Data shown:
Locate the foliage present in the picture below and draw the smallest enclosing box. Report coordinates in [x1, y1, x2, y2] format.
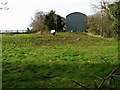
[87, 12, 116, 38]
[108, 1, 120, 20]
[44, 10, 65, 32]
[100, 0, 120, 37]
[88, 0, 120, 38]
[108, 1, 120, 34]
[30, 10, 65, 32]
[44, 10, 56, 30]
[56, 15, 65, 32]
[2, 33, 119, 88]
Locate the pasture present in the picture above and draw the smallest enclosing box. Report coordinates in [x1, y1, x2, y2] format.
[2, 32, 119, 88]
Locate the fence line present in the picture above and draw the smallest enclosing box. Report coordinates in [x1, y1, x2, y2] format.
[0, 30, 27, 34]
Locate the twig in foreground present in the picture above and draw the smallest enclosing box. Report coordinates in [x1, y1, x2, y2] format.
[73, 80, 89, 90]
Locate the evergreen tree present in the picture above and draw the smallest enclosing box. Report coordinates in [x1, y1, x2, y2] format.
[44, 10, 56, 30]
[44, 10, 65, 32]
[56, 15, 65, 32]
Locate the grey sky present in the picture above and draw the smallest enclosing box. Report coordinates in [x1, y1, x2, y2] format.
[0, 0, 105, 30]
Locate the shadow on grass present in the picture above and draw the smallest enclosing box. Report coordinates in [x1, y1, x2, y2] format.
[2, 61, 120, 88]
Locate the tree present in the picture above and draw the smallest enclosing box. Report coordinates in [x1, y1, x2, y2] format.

Task directions:
In the entries above, find the line with "Locate the twig", then retype it and every line after it exactly.

Completed exercise:
Locate the twig in foreground present in the picture above and draw the smallest enclosing box. Report coordinates in [x1, y1, x2, y2] format.
[73, 80, 89, 90]
Locate the evergreen tree present in the picture above and draw the smallest enclosing box. Report coordinates in [x1, y1, x2, y2] format.
[44, 10, 56, 30]
[44, 10, 65, 32]
[56, 15, 65, 32]
Locate the grey sky present in the picture above and draw the smallest enclosing box. Report coordinates in [x1, y1, x2, y2] format.
[0, 0, 105, 30]
Locate the shadow on grass present in the picture above and draw the smallest enclosing box. Report coordinates in [x1, y1, x2, y2] format.
[2, 61, 120, 88]
Locate the tree present in the picture above and draw the smallest enclosing box. Report coordinates in [x1, y1, x2, y2] format.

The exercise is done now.